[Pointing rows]
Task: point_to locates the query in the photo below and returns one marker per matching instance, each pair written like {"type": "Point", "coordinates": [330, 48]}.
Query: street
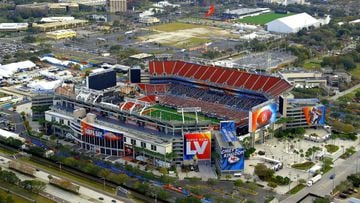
{"type": "Point", "coordinates": [340, 94]}
{"type": "Point", "coordinates": [342, 169]}
{"type": "Point", "coordinates": [85, 194]}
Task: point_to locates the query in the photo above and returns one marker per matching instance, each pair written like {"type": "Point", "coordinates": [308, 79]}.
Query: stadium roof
{"type": "Point", "coordinates": [9, 69]}
{"type": "Point", "coordinates": [141, 56]}
{"type": "Point", "coordinates": [44, 85]}
{"type": "Point", "coordinates": [56, 19]}
{"type": "Point", "coordinates": [292, 24]}
{"type": "Point", "coordinates": [7, 134]}
{"type": "Point", "coordinates": [7, 26]}
{"type": "Point", "coordinates": [228, 78]}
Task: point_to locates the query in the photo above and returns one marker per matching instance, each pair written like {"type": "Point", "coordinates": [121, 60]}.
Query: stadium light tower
{"type": "Point", "coordinates": [189, 110]}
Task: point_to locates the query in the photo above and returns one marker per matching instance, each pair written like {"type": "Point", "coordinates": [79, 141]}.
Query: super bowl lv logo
{"type": "Point", "coordinates": [197, 146]}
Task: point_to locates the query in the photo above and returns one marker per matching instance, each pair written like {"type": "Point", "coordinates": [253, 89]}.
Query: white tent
{"type": "Point", "coordinates": [292, 24]}
{"type": "Point", "coordinates": [44, 85]}
{"type": "Point", "coordinates": [9, 69]}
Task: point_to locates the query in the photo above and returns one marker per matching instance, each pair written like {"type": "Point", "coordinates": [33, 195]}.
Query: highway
{"type": "Point", "coordinates": [342, 168]}
{"type": "Point", "coordinates": [335, 97]}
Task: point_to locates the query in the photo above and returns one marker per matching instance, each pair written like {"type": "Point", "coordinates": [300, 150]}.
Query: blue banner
{"type": "Point", "coordinates": [232, 159]}
{"type": "Point", "coordinates": [228, 131]}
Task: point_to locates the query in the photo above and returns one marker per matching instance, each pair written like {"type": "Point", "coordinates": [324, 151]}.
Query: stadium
{"type": "Point", "coordinates": [220, 93]}
{"type": "Point", "coordinates": [177, 112]}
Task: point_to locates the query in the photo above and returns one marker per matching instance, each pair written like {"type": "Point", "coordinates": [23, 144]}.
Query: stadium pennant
{"type": "Point", "coordinates": [210, 11]}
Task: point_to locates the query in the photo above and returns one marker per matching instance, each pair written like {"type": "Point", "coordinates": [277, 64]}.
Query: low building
{"type": "Point", "coordinates": [117, 6]}
{"type": "Point", "coordinates": [243, 12]}
{"type": "Point", "coordinates": [13, 27]}
{"type": "Point", "coordinates": [47, 8]}
{"type": "Point", "coordinates": [39, 104]}
{"type": "Point", "coordinates": [292, 24]}
{"type": "Point", "coordinates": [304, 79]}
{"type": "Point", "coordinates": [86, 2]}
{"type": "Point", "coordinates": [149, 20]}
{"type": "Point", "coordinates": [231, 156]}
{"type": "Point", "coordinates": [61, 34]}
{"type": "Point", "coordinates": [302, 112]}
{"type": "Point", "coordinates": [56, 19]}
{"type": "Point", "coordinates": [6, 71]}
{"type": "Point", "coordinates": [44, 27]}
{"type": "Point", "coordinates": [285, 2]}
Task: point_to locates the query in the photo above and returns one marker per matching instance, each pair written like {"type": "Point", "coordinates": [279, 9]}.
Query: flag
{"type": "Point", "coordinates": [210, 11]}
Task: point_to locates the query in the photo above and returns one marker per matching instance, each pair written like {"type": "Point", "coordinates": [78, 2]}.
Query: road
{"type": "Point", "coordinates": [342, 169]}
{"type": "Point", "coordinates": [335, 97]}
{"type": "Point", "coordinates": [85, 194]}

■ PROBLEM REQUIREMENTS
Locate every line in the rows above that contains the string "stadium", matching case exactly, and copy each of those lines.

■ RESULT OF THE EXERCISE
Query: stadium roof
Query: stadium light tower
Query: stadium
Query: stadium pennant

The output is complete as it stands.